_Source material:_
________________________
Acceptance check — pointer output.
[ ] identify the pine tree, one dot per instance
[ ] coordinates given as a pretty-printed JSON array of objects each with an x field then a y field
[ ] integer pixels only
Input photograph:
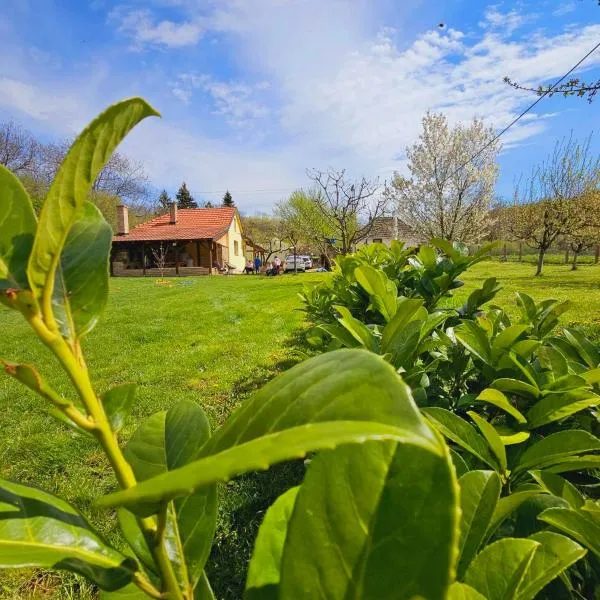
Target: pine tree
[
  {"x": 184, "y": 198},
  {"x": 163, "y": 202},
  {"x": 228, "y": 200}
]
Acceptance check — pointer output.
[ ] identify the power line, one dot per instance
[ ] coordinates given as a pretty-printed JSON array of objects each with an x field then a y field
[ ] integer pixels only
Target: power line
[{"x": 515, "y": 120}]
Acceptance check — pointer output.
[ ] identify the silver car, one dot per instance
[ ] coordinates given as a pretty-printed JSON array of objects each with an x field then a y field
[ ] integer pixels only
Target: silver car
[{"x": 294, "y": 263}]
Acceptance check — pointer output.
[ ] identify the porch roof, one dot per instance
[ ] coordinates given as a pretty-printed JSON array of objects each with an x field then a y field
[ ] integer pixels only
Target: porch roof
[{"x": 192, "y": 224}]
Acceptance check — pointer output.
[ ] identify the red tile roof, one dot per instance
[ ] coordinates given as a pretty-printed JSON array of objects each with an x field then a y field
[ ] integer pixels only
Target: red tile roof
[{"x": 192, "y": 224}]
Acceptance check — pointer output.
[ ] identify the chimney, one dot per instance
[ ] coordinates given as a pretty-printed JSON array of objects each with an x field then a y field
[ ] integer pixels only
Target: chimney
[
  {"x": 173, "y": 213},
  {"x": 122, "y": 220}
]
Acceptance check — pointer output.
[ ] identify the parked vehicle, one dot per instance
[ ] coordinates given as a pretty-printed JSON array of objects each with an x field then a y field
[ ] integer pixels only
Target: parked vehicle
[{"x": 294, "y": 263}]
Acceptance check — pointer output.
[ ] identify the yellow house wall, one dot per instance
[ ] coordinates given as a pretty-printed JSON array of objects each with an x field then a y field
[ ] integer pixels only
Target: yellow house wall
[{"x": 235, "y": 235}]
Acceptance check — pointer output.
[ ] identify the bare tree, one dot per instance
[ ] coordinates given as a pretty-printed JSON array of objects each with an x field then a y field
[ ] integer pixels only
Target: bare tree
[
  {"x": 348, "y": 207},
  {"x": 18, "y": 148},
  {"x": 545, "y": 207},
  {"x": 585, "y": 231},
  {"x": 160, "y": 257},
  {"x": 453, "y": 173}
]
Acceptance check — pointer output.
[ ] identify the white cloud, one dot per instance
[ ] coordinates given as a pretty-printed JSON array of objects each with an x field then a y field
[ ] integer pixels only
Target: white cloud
[
  {"x": 564, "y": 9},
  {"x": 234, "y": 101},
  {"x": 507, "y": 22},
  {"x": 143, "y": 30}
]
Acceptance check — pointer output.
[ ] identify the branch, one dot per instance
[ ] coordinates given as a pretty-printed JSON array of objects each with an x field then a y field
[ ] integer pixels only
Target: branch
[{"x": 573, "y": 87}]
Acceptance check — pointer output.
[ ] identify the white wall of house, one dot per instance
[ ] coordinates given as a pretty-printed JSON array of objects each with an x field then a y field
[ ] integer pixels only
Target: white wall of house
[{"x": 235, "y": 244}]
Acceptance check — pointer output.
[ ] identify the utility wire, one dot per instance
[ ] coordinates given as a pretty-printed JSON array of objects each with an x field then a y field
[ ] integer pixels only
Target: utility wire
[{"x": 516, "y": 119}]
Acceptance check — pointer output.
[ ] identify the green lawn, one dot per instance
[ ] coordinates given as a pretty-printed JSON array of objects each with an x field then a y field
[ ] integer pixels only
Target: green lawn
[{"x": 212, "y": 340}]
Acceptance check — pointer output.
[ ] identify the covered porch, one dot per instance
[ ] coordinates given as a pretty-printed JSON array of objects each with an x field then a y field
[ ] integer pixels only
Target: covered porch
[{"x": 168, "y": 257}]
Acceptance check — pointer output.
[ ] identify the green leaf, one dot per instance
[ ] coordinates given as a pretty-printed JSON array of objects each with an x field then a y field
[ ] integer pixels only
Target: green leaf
[
  {"x": 474, "y": 339},
  {"x": 68, "y": 193},
  {"x": 555, "y": 407},
  {"x": 117, "y": 404},
  {"x": 162, "y": 444},
  {"x": 356, "y": 328},
  {"x": 576, "y": 525},
  {"x": 81, "y": 288},
  {"x": 575, "y": 463},
  {"x": 258, "y": 454},
  {"x": 341, "y": 385},
  {"x": 359, "y": 529},
  {"x": 506, "y": 506},
  {"x": 498, "y": 570},
  {"x": 47, "y": 532},
  {"x": 584, "y": 347},
  {"x": 497, "y": 398},
  {"x": 506, "y": 338},
  {"x": 264, "y": 570},
  {"x": 553, "y": 448},
  {"x": 556, "y": 554},
  {"x": 382, "y": 291},
  {"x": 460, "y": 465},
  {"x": 462, "y": 591},
  {"x": 515, "y": 386},
  {"x": 559, "y": 486},
  {"x": 17, "y": 231},
  {"x": 479, "y": 494},
  {"x": 407, "y": 311},
  {"x": 460, "y": 432},
  {"x": 492, "y": 438}
]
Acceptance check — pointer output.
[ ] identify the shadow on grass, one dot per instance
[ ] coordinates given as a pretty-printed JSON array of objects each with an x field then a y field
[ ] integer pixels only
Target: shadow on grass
[{"x": 244, "y": 501}]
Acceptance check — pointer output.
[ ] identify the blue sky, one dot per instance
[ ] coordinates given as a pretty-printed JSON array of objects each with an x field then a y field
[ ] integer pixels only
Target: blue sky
[{"x": 253, "y": 92}]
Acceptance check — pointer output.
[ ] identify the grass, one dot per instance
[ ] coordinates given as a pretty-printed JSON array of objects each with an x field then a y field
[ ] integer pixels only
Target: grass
[{"x": 211, "y": 340}]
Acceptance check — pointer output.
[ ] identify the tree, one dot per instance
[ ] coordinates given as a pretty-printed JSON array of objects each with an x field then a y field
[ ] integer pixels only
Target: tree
[
  {"x": 184, "y": 198},
  {"x": 452, "y": 180},
  {"x": 585, "y": 231},
  {"x": 544, "y": 208},
  {"x": 349, "y": 208},
  {"x": 164, "y": 200},
  {"x": 18, "y": 149},
  {"x": 228, "y": 200},
  {"x": 301, "y": 216}
]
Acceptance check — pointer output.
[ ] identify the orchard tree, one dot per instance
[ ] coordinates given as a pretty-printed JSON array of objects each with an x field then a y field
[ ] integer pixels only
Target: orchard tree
[
  {"x": 184, "y": 198},
  {"x": 228, "y": 200},
  {"x": 348, "y": 207},
  {"x": 300, "y": 214},
  {"x": 585, "y": 231},
  {"x": 452, "y": 176},
  {"x": 545, "y": 206}
]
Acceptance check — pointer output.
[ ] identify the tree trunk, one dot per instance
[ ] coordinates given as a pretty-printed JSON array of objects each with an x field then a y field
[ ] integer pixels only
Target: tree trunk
[
  {"x": 540, "y": 261},
  {"x": 574, "y": 265}
]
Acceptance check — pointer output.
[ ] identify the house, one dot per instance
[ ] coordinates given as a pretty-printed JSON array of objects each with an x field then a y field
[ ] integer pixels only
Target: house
[
  {"x": 191, "y": 241},
  {"x": 386, "y": 229}
]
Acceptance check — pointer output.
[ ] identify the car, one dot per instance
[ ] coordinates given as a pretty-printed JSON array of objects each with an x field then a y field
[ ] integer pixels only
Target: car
[{"x": 294, "y": 263}]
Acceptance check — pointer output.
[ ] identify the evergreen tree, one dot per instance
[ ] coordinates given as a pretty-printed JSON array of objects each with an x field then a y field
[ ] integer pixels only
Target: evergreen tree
[
  {"x": 228, "y": 200},
  {"x": 163, "y": 202},
  {"x": 184, "y": 198}
]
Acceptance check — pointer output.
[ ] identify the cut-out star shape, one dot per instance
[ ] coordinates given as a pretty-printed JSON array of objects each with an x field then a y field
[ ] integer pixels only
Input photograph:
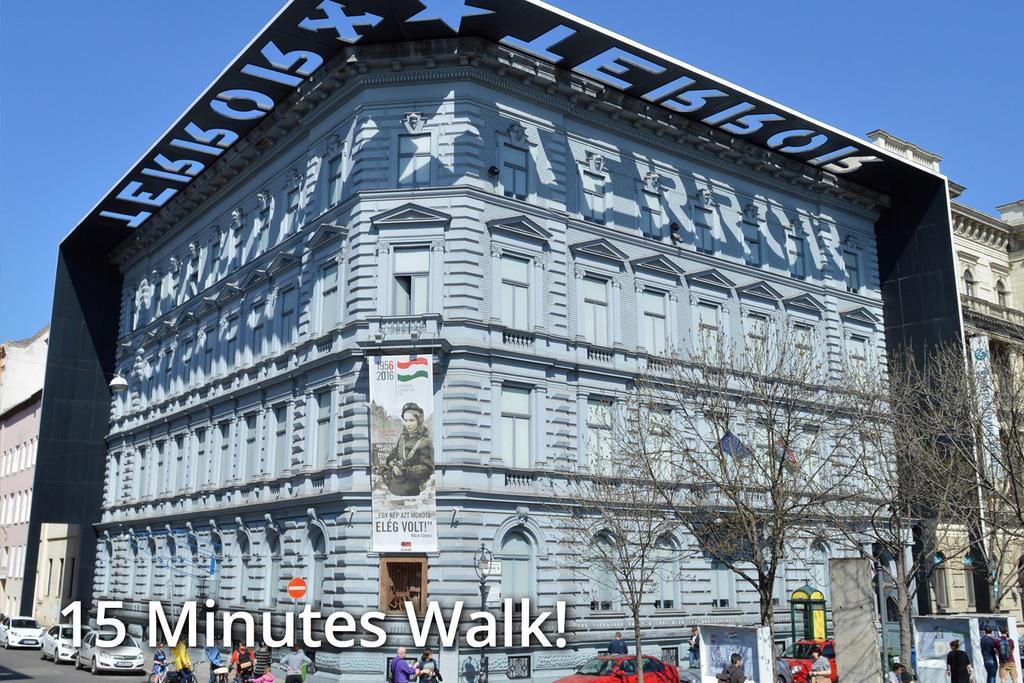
________________________
_Exercise:_
Count the lines of the records above that contain the string "cloud", treating uppercase and lowercase as different, and give only the number.

_Solution to the problem:_
2